Requirement
Collect every line in the data below that contains the word "boat". Case counts.
··· Extracted records
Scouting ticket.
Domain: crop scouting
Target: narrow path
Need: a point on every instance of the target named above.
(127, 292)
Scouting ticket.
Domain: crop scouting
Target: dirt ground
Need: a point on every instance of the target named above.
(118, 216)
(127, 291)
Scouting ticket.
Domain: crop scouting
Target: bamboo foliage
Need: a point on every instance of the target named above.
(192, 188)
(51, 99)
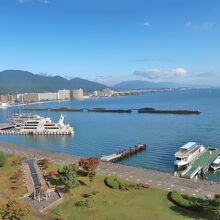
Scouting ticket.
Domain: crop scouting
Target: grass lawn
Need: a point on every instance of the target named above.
(113, 204)
(9, 189)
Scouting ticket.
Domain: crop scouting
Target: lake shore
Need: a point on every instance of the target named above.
(161, 180)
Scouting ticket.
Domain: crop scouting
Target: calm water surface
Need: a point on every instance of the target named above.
(98, 134)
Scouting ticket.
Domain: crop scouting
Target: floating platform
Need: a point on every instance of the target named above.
(124, 154)
(45, 133)
(6, 126)
(202, 164)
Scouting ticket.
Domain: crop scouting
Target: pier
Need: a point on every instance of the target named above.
(5, 126)
(202, 164)
(17, 132)
(124, 154)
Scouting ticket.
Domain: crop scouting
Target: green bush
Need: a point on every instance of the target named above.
(2, 159)
(117, 183)
(112, 182)
(86, 203)
(178, 199)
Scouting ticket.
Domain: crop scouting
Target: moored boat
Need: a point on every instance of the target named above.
(187, 154)
(215, 164)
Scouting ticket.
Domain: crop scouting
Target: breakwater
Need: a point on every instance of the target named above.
(179, 112)
(104, 110)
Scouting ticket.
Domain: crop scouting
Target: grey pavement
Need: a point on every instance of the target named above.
(161, 180)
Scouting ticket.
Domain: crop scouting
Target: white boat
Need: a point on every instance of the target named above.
(216, 164)
(37, 125)
(188, 153)
(19, 119)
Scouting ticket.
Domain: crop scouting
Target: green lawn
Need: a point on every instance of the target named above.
(8, 188)
(113, 204)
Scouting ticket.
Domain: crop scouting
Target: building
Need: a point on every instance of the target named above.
(7, 98)
(63, 94)
(108, 92)
(76, 94)
(29, 97)
(47, 96)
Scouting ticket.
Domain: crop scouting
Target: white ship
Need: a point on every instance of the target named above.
(31, 124)
(19, 119)
(188, 153)
(216, 164)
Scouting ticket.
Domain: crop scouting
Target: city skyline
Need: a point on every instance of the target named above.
(113, 41)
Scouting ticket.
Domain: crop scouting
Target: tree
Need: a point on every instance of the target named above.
(2, 159)
(89, 165)
(67, 176)
(52, 173)
(14, 210)
(214, 207)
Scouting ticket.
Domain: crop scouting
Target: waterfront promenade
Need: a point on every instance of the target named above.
(156, 179)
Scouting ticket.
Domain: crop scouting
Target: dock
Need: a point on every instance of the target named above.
(124, 154)
(45, 133)
(5, 126)
(202, 164)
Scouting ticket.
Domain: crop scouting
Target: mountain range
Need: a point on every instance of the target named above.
(17, 81)
(141, 84)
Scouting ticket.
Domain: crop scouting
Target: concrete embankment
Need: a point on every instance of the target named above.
(166, 181)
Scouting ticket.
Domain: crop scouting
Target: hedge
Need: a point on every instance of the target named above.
(117, 183)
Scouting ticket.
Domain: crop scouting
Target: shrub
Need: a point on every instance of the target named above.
(87, 203)
(52, 173)
(44, 161)
(117, 183)
(112, 182)
(2, 159)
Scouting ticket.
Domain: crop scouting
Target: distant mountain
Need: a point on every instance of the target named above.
(141, 84)
(17, 81)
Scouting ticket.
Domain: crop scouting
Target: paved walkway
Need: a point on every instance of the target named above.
(156, 179)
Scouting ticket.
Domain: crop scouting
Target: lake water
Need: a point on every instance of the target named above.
(98, 134)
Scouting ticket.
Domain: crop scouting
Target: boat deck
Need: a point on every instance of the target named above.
(201, 164)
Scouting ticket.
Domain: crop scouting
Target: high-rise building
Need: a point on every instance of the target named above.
(30, 97)
(47, 96)
(63, 94)
(76, 94)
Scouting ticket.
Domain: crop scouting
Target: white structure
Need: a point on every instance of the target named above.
(108, 92)
(63, 94)
(216, 164)
(76, 94)
(188, 153)
(3, 105)
(47, 96)
(37, 125)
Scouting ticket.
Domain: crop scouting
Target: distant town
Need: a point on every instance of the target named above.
(65, 94)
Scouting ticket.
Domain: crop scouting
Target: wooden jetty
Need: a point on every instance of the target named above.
(124, 154)
(201, 165)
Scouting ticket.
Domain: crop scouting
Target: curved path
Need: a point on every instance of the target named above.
(161, 180)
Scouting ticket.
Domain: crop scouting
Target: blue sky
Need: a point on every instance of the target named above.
(113, 40)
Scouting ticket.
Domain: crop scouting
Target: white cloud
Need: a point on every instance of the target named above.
(27, 1)
(147, 24)
(162, 74)
(153, 59)
(202, 25)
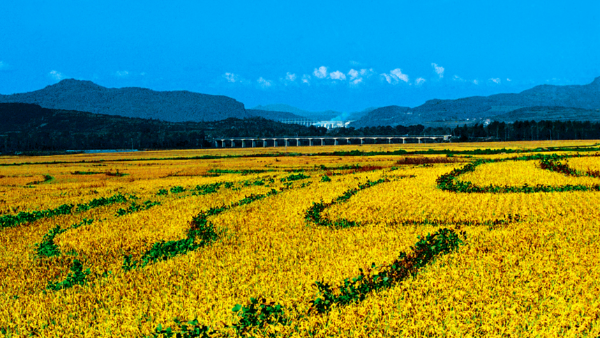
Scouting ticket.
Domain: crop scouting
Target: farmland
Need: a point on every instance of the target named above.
(353, 241)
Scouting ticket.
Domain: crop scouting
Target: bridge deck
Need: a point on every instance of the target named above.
(298, 140)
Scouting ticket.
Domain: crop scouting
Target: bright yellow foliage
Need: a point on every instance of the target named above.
(528, 267)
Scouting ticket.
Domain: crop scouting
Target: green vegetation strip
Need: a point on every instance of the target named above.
(7, 221)
(47, 179)
(335, 153)
(255, 317)
(77, 276)
(313, 215)
(450, 182)
(134, 207)
(47, 247)
(200, 234)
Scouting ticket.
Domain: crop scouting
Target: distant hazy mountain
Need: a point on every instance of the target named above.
(327, 115)
(550, 114)
(274, 115)
(174, 106)
(553, 98)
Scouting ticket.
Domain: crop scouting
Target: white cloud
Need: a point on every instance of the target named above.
(290, 77)
(320, 72)
(56, 75)
(337, 75)
(230, 77)
(395, 76)
(439, 70)
(264, 83)
(398, 74)
(353, 74)
(356, 82)
(366, 72)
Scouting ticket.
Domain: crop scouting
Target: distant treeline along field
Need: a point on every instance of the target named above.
(31, 128)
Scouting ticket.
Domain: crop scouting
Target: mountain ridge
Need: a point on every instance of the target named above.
(472, 108)
(172, 106)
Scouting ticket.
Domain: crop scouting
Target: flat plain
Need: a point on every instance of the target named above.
(457, 240)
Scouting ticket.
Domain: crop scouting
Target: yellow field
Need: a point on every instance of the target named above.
(526, 264)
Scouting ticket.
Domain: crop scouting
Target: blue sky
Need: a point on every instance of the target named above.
(315, 55)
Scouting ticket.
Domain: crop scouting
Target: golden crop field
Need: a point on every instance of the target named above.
(457, 240)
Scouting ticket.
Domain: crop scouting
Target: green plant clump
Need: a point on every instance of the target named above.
(77, 276)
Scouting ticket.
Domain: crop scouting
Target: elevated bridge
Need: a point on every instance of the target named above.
(243, 142)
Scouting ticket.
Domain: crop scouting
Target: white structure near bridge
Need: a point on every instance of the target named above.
(322, 140)
(325, 124)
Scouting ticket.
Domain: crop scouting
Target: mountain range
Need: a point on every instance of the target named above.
(544, 102)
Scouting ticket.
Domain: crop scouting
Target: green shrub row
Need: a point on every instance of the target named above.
(259, 313)
(134, 207)
(313, 214)
(47, 247)
(450, 182)
(354, 290)
(65, 209)
(77, 276)
(201, 233)
(294, 177)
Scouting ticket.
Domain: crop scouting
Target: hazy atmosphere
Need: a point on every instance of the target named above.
(313, 55)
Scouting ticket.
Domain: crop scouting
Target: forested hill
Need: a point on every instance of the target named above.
(173, 106)
(558, 102)
(28, 127)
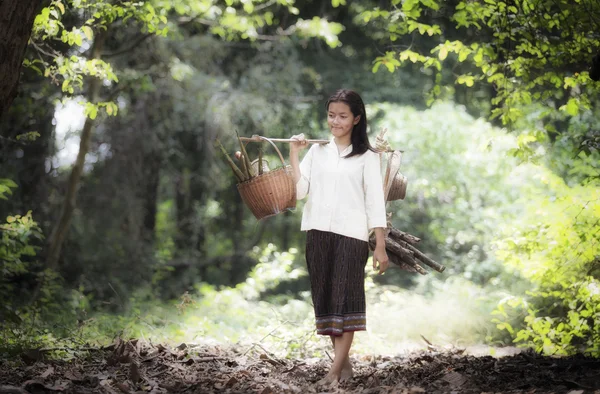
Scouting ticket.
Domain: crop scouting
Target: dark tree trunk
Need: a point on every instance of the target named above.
(183, 199)
(60, 231)
(16, 22)
(150, 197)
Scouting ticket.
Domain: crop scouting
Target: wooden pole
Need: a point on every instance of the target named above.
(256, 138)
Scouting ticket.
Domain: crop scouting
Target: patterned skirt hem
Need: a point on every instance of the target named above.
······
Worked answer
Target: moored boat
Target: white boat
Target: boat deck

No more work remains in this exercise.